Quick pumpkin gnocchi



Quick pumpkin gnocchi

  • Vegetarian

  • PRESENTATION

    If gnocchi is your passion, then don’t miss our quick pumpkin gnocchi recipe, an express and clever version to prepare these delicious treats at home, which have always been reserved for the expert hands of grandmothers. A tasty dough with a soft consistency, in which potatoes are replaced by pumpkin and dipped directly into the pot. The result is a simple but tasty homemade first course, perfect for your winter menus!
     

    INGREDIENTS

    267

    Calories per serving

    Delica pumpkin

    1
    lb
    (500 g)
    – Cleaned

    Cow’s milk ricotta cheese

    3 ½
    oz
    (100 g)

    Flour 00

    3 ½
    oz
    (100 g)

    Eggs

    1

    Garlic

    1
    clove

    Parmigiano Reggiano DOP cheese

    2
    tbsp

    Rosemary

    to taste

    Fine salt

    to taste

    Water

    to taste

    For the seasoning

    Butter

    1 ½
    oz
    (40 g)

    Rosemary

    1
    sprig

    Preparation

    How to prepare Quick pumpkin gnocchi

    Quick pumpkin gnocchi

    To prepare quick pumpkin gnocchi, first divide the pumpkin in half, extract the internal seeds and remove the peel 1. Divide the pumpkin into wedges first 2 then into thin slices 3.

    Quick pumpkin gnocchi

    Transfer the pumpkin to a bowl, cover it with half a cup of water 4, season with garlic and rosemary and wrap the bowl with plastic wrap 5.  Cook in the microwave for about 5-8 minutes at maximum power, until the pulp is soft. Meanwhile, pour the ricotta in a bowl 6.

    Quick pumpkin gnocchi

    Also add the egg 7, the grated cheese 8 and mix. Take the cooked pumpkin 9.

(Entries from a point annotation set)
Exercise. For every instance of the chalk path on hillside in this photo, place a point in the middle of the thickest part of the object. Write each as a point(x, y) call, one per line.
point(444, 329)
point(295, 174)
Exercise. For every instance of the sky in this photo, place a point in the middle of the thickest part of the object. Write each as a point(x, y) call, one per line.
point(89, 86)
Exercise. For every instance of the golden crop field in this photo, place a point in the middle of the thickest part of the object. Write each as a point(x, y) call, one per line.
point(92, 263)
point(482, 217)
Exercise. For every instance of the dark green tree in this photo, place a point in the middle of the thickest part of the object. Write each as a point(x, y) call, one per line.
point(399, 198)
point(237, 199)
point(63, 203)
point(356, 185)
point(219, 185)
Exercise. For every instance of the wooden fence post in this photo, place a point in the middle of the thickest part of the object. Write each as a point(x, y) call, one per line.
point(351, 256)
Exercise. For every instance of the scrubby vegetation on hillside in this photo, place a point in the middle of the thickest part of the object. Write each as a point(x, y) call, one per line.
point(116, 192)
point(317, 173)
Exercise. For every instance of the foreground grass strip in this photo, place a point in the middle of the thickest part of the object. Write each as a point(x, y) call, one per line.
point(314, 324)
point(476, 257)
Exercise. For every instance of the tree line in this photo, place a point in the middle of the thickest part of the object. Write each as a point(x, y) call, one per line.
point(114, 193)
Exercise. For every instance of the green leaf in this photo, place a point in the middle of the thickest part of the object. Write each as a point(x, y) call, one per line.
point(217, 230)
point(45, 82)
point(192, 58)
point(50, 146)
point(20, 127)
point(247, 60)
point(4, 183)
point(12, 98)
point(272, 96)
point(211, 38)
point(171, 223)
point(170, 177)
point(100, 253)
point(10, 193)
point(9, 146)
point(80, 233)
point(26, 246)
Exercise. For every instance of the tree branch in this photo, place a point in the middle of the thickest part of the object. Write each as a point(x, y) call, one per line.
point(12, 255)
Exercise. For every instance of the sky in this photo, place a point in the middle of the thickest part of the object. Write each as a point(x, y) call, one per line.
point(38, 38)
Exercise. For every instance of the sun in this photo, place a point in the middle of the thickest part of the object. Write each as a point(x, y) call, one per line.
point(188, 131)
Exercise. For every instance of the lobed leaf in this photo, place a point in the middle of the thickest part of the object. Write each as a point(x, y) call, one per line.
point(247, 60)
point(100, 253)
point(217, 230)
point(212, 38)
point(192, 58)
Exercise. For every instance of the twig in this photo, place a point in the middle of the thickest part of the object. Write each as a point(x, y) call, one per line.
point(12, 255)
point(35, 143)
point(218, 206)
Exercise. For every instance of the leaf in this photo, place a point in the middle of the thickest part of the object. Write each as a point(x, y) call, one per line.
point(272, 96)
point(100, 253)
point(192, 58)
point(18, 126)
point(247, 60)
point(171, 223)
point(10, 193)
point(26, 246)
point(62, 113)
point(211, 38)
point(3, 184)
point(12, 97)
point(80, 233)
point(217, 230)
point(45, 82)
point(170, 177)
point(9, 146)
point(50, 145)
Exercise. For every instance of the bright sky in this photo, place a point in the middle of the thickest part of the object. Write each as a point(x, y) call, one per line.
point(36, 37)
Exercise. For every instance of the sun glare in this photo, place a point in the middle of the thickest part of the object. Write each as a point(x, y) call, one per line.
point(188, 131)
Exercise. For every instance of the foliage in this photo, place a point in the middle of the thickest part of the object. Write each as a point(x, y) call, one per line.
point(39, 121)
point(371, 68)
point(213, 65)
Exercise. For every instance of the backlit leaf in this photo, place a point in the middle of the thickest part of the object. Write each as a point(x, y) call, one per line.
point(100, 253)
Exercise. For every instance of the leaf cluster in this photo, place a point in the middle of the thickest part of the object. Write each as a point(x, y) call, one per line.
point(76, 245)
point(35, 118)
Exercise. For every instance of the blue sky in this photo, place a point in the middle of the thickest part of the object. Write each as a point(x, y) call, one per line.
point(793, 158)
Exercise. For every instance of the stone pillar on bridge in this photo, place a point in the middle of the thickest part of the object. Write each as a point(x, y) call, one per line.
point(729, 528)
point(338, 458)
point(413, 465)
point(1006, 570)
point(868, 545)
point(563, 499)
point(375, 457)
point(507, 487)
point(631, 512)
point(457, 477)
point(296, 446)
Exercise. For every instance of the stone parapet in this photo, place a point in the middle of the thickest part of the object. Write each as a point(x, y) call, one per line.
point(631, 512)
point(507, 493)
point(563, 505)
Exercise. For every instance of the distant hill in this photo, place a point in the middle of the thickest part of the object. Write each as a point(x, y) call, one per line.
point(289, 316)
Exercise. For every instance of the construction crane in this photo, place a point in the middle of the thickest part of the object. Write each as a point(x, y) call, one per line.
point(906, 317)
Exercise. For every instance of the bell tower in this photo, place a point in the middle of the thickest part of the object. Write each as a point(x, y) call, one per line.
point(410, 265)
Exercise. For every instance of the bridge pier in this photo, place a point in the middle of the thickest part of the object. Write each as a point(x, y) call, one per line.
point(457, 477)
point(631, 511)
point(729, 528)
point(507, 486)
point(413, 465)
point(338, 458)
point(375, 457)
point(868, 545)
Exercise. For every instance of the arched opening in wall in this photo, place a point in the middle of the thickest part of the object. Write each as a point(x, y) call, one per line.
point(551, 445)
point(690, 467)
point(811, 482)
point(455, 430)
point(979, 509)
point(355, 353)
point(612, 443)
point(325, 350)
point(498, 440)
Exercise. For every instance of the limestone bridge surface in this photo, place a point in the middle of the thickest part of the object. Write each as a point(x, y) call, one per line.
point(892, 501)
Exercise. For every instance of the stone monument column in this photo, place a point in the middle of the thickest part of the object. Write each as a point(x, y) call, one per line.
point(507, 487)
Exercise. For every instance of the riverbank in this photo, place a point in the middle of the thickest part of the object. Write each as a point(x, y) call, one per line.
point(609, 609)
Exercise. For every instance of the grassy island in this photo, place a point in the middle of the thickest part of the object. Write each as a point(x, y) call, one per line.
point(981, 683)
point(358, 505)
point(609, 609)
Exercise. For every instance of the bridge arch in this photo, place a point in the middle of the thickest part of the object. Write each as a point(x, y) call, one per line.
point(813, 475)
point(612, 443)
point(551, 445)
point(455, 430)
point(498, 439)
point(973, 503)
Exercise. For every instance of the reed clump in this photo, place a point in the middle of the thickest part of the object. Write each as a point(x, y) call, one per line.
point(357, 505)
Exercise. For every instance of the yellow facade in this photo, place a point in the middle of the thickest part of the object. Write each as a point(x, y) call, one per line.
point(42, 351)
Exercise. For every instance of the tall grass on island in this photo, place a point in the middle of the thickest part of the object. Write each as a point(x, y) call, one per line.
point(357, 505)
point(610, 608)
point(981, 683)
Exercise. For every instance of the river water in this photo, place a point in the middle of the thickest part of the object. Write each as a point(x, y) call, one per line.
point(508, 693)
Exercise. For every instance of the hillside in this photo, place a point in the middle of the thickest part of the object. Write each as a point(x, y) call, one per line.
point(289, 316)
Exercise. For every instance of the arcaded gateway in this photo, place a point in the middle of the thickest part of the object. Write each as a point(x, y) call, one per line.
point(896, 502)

- _Your instructions_:
In the pumpkin gnocchi recipe above the records, how long should the pumpkin cook in the microwave, please?

- _Exercise output_:
About 5-8 minutes at maximum power, until the pulp is soft.